:: Extracted data ::
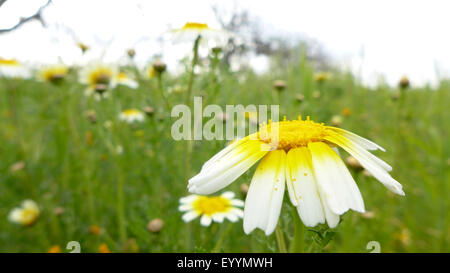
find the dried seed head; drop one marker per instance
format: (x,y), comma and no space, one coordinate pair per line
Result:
(155,225)
(279,85)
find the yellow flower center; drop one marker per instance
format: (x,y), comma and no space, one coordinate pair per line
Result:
(211,205)
(29,216)
(8,62)
(131,112)
(192,25)
(100,76)
(293,134)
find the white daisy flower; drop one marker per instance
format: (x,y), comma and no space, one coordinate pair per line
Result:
(26,214)
(125,79)
(304,161)
(215,208)
(131,115)
(13,69)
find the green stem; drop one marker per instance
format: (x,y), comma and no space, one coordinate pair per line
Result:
(298,244)
(280,239)
(221,238)
(192,72)
(161,90)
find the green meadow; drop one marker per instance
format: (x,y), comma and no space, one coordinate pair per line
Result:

:: Exercise aim ::
Write out the line containing "find the green meadow;" and every line after it through the end of the entries. Keep each one exactly as it is, and add nothing.

:: Task output ::
find the green meadow; drop one marker per instance
format: (x,y), comma and no space, one coordinate pair per line
Result:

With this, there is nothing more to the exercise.